[Aim] For the copy, please give all of the data again exactly and leave the pictures out.

═══ Records for processing ═══

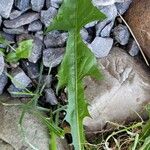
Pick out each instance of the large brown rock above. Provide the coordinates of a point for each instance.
(138, 18)
(122, 94)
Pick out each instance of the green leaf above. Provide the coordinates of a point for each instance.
(24, 49)
(12, 57)
(2, 40)
(78, 62)
(146, 145)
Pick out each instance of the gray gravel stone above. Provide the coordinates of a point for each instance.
(9, 37)
(36, 51)
(106, 2)
(121, 34)
(31, 69)
(55, 39)
(22, 20)
(22, 4)
(3, 82)
(35, 26)
(107, 30)
(50, 97)
(111, 13)
(15, 13)
(0, 21)
(14, 92)
(133, 48)
(5, 8)
(101, 46)
(52, 57)
(2, 63)
(48, 15)
(22, 37)
(20, 79)
(19, 30)
(47, 79)
(37, 5)
(123, 7)
(53, 3)
(91, 24)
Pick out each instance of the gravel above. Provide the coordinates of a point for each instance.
(19, 30)
(35, 26)
(15, 13)
(52, 57)
(5, 8)
(55, 39)
(20, 79)
(48, 15)
(22, 4)
(50, 97)
(3, 82)
(22, 20)
(133, 48)
(31, 69)
(37, 5)
(101, 46)
(2, 63)
(107, 30)
(123, 7)
(121, 34)
(36, 51)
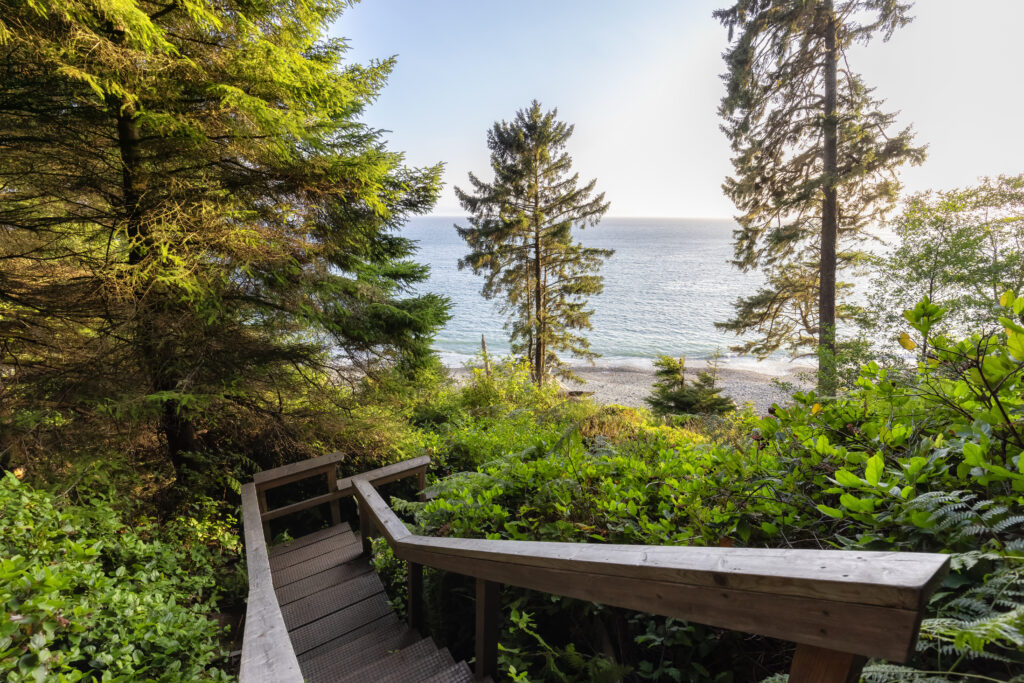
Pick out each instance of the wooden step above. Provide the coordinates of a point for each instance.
(346, 548)
(309, 538)
(342, 625)
(307, 552)
(414, 663)
(350, 636)
(457, 673)
(332, 664)
(323, 581)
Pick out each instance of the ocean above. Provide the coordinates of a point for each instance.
(668, 283)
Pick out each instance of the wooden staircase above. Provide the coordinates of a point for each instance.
(317, 612)
(338, 619)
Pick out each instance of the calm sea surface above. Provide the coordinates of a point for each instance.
(666, 286)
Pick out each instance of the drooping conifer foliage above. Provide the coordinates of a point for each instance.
(814, 160)
(196, 227)
(520, 238)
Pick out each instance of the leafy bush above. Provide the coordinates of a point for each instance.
(87, 597)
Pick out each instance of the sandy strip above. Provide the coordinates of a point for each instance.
(629, 386)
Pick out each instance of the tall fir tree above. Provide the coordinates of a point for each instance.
(814, 164)
(196, 226)
(520, 238)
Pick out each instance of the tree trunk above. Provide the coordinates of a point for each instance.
(539, 304)
(177, 429)
(829, 218)
(541, 369)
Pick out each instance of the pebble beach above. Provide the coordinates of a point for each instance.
(629, 386)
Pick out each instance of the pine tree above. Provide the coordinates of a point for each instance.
(520, 238)
(814, 163)
(196, 227)
(672, 395)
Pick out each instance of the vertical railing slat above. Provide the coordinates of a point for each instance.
(487, 612)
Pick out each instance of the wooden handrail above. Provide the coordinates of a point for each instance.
(839, 606)
(266, 651)
(267, 655)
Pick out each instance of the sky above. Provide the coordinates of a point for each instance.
(641, 83)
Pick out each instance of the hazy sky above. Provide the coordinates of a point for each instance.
(641, 82)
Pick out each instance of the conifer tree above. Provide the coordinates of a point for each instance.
(520, 238)
(196, 227)
(672, 394)
(814, 163)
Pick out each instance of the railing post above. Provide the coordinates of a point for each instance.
(416, 597)
(421, 484)
(816, 665)
(487, 611)
(332, 485)
(365, 528)
(261, 497)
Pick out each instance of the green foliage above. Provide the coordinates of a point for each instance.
(931, 463)
(814, 163)
(200, 236)
(86, 597)
(520, 237)
(672, 395)
(961, 249)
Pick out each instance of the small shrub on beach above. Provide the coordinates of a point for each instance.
(673, 395)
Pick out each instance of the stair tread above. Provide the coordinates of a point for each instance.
(323, 581)
(299, 555)
(325, 602)
(457, 673)
(344, 624)
(332, 558)
(301, 541)
(329, 665)
(413, 663)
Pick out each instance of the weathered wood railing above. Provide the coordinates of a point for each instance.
(266, 650)
(839, 606)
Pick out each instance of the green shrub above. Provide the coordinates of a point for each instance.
(87, 597)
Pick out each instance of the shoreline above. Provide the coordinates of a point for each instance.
(627, 385)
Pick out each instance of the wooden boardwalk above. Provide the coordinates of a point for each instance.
(316, 611)
(339, 620)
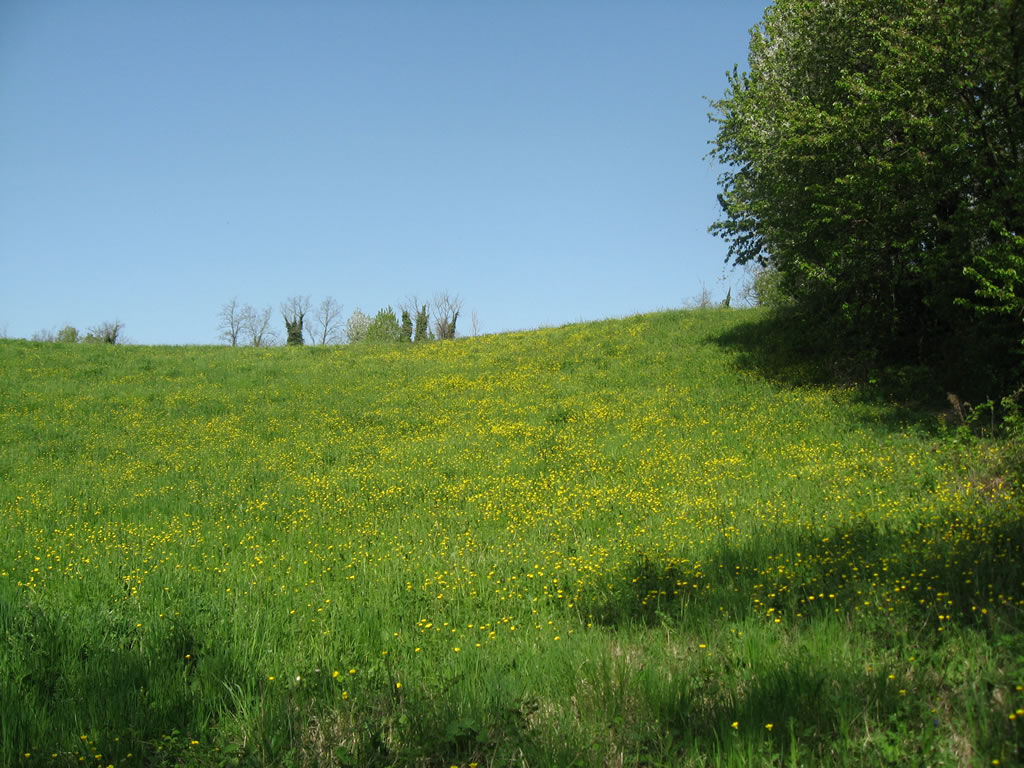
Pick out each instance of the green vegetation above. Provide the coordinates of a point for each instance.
(624, 543)
(873, 160)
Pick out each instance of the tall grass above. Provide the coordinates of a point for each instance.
(605, 544)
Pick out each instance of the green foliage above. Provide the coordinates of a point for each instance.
(407, 326)
(68, 334)
(872, 158)
(423, 325)
(766, 289)
(384, 328)
(509, 550)
(355, 329)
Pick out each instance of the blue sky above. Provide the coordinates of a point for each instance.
(545, 161)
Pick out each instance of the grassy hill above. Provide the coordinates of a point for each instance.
(604, 544)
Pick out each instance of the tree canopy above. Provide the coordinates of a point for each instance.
(873, 156)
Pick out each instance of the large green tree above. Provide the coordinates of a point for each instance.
(873, 157)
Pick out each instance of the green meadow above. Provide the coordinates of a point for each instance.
(611, 544)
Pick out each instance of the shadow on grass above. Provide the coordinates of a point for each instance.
(946, 569)
(788, 352)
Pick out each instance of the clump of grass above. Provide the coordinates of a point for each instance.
(612, 543)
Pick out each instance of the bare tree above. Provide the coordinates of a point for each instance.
(255, 327)
(327, 323)
(107, 332)
(355, 329)
(419, 313)
(446, 308)
(294, 311)
(231, 320)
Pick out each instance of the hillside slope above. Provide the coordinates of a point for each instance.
(604, 543)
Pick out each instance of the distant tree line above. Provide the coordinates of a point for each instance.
(873, 160)
(104, 333)
(242, 325)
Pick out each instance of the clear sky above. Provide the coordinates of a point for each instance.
(543, 160)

═══

[Right answer]
Pick out each instance of the large brown rock above. Provide the coordinates of a point for each instance.
(138, 18)
(122, 94)
Pick out each instance of the green leaf above. Provide the coordinates of a point for each instance.
(24, 49)
(12, 57)
(2, 40)
(78, 62)
(146, 145)
Pick out each instance of the gray gravel stone above. Provide the coordinates of a point for each instance.
(9, 37)
(36, 51)
(106, 2)
(121, 34)
(31, 69)
(55, 39)
(22, 20)
(22, 4)
(3, 82)
(35, 26)
(107, 30)
(50, 97)
(111, 13)
(15, 13)
(0, 21)
(14, 92)
(133, 48)
(5, 8)
(101, 46)
(52, 57)
(2, 63)
(48, 15)
(22, 37)
(20, 79)
(19, 30)
(47, 79)
(37, 5)
(123, 7)
(53, 3)
(91, 24)
Pick out each instance of the gravel above. Provide the coordinates of a point for each instance.
(19, 30)
(35, 26)
(15, 13)
(52, 57)
(5, 8)
(55, 39)
(20, 79)
(48, 15)
(22, 4)
(50, 97)
(3, 82)
(22, 20)
(133, 48)
(31, 69)
(37, 5)
(101, 46)
(2, 63)
(107, 30)
(123, 7)
(121, 34)
(36, 51)
Pick out each instance of the wooden step above. Provide the coordinates of a point for each instance.
(346, 548)
(309, 538)
(342, 625)
(307, 552)
(414, 663)
(350, 636)
(457, 673)
(332, 664)
(323, 581)
Pick out each instance of the ocean above. Provide the coordinates of a point for each instance.
(668, 283)
Pick out each instance of the wooden staircase above. Provide the coordinates of a point for each instance.
(317, 612)
(338, 619)
Pick out each instance of the calm sea surface above. Provide the coordinates of a point for each instance.
(666, 286)
Pick out each instance of the drooping conifer foliage above. Provide the coordinates of a point for each instance.
(814, 160)
(196, 227)
(520, 238)
Pick out each instance of the leafy bush above. Provide the coordinates of a point for each instance.
(87, 597)
Pick out each instance of the sandy strip above. Provide the coordinates of a point for each instance.
(629, 386)
Pick out each instance of the tall fir tree above. Provide the coordinates of a point for each instance.
(814, 164)
(196, 226)
(520, 238)
Pick out each instance of the tree trunk above. Provide the coordinates of a point for each instance.
(539, 304)
(177, 429)
(829, 218)
(541, 369)
Pick out each instance of the pebble beach above. Provide the coordinates of a point for each instance.
(629, 386)
Pick out each instance of the pine tree above. Provide the coordinates of a point for each instance.
(520, 238)
(814, 163)
(196, 227)
(672, 395)
Pick out each instance of the vertical railing slat above. Provide the coordinates of a point for each instance.
(487, 612)
Pick out each instance of the wooden handrail above. Provide the coordinates of a point for each instance.
(839, 606)
(266, 651)
(267, 655)
Pick out each instance of the sky above. Provide the coordinates of a point for each instance.
(641, 83)
Pick out each instance of the hazy sky above. Provide the coordinates of a point for each instance.
(641, 82)
Pick out each instance of the conifer tree above. Provide the coordinates of a point for each instance.
(520, 238)
(196, 227)
(672, 394)
(814, 163)
Pick out each instance of the railing post above. Provide the coordinates of a point for each instance.
(416, 597)
(421, 484)
(816, 665)
(487, 611)
(332, 485)
(365, 528)
(261, 497)
Pick out each instance of the green foliage above. Provide the coordinates of a point for each instance.
(931, 463)
(814, 163)
(200, 236)
(86, 597)
(520, 237)
(672, 395)
(961, 249)
Pick out each instance of the small shrub on beach above. Provide the coordinates of a point for each instance.
(673, 395)
Pick out each instance of the stair tread above. Provide the coordinates of a point for each instance.
(323, 581)
(299, 555)
(325, 602)
(457, 673)
(344, 624)
(332, 558)
(301, 541)
(329, 665)
(413, 663)
Pick out each instance of the weathered wood railing above. Provide the coordinates of a point for each instance.
(266, 650)
(839, 606)
Pick out each instance of the green shrub above. Provide the coordinates of a point for each instance.
(87, 597)
Pick out each instance of the shoreline above. Provide the coordinates of a point for each instance.
(627, 385)
Pick out each instance of the wooden boardwalk above. Provide the coordinates of a point for each instance.
(316, 611)
(339, 620)
Pick out each instance of the green vegetation above. Provide the coordinates of a point for each instance.
(624, 543)
(873, 160)
Pick out each instance of the tall grass above. Provide the coordinates of a point for each instance.
(605, 544)
Pick out each instance of the green foliage above. Provide the coordinates of a point for each instance.
(407, 326)
(68, 334)
(872, 158)
(423, 325)
(766, 289)
(384, 328)
(509, 550)
(355, 329)
Pick out each instance of the blue sky above. Provide the coordinates of a point for each instance.
(545, 161)
Pick out each instance of the grassy hill above. Provide the coordinates of a point for each instance.
(604, 544)
Pick out each instance of the tree canopy above. Provide the coordinates of a point for each instance.
(873, 156)
Pick out each instance of the large green tree above. Provide the coordinates of a point for each instance.
(873, 157)
Pick out each instance of the green meadow above. Provide the coordinates of a point for each instance.
(611, 544)
Pick out each instance of the shadow on grass above. Provide the coordinates of a point for each instance.
(946, 569)
(788, 352)
Pick out each instance of the clump of grass above. Provide the coordinates of a point for each instance.
(612, 543)
Pick out each instance of the bare tree above. Provide the coordinates of a point for each instance.
(255, 327)
(327, 323)
(107, 332)
(355, 329)
(419, 313)
(446, 308)
(294, 311)
(231, 320)
Pick out each instance of the hillside slope above. Provide the coordinates of a point for each instance.
(604, 543)
Pick out each instance of the distant tree line above. Provide the coordinates of a point for each instance.
(873, 160)
(104, 333)
(242, 325)
Pick out each instance of the clear sky above. Provide the coordinates of a point for each instance.
(543, 160)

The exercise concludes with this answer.